* _Try it_:
In the data below, how many lines contain the string "approximate"? Give only the number.

* _Data to process_:
# # #
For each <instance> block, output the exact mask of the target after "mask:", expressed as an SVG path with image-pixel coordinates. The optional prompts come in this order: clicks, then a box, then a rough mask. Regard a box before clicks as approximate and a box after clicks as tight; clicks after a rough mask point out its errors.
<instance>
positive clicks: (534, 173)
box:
# # #
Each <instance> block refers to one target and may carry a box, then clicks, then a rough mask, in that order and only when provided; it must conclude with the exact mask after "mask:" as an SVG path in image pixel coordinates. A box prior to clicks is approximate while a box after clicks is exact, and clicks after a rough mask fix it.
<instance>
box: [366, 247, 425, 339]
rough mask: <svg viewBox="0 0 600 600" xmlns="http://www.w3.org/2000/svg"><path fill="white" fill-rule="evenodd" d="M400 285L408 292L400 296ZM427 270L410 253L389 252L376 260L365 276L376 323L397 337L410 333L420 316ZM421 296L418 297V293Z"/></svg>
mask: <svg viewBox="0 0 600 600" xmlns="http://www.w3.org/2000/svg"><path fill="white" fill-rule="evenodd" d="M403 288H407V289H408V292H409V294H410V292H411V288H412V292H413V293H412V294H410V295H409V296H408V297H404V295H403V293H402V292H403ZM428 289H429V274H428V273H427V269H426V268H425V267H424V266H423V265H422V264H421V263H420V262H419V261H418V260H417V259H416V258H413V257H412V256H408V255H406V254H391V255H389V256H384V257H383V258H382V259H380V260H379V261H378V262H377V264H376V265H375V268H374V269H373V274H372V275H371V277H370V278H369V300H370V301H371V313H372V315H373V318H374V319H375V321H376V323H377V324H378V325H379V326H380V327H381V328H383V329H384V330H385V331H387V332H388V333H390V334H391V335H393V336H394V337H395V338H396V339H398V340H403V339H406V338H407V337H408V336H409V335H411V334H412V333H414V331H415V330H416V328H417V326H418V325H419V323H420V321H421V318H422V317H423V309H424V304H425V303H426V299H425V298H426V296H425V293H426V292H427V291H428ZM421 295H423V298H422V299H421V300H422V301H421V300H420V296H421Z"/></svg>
# # #
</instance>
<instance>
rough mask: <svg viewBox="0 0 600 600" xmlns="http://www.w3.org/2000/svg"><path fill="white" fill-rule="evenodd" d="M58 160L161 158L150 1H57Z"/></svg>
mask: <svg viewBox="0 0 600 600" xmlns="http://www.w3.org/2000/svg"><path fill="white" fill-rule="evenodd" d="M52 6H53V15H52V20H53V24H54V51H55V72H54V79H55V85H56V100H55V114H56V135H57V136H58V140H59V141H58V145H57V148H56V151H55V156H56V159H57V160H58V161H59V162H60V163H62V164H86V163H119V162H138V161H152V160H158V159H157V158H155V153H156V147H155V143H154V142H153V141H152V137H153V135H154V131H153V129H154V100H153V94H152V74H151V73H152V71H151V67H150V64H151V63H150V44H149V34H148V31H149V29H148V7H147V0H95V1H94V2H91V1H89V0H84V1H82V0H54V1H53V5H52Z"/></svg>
# # #
* _Answer for this exercise_:
2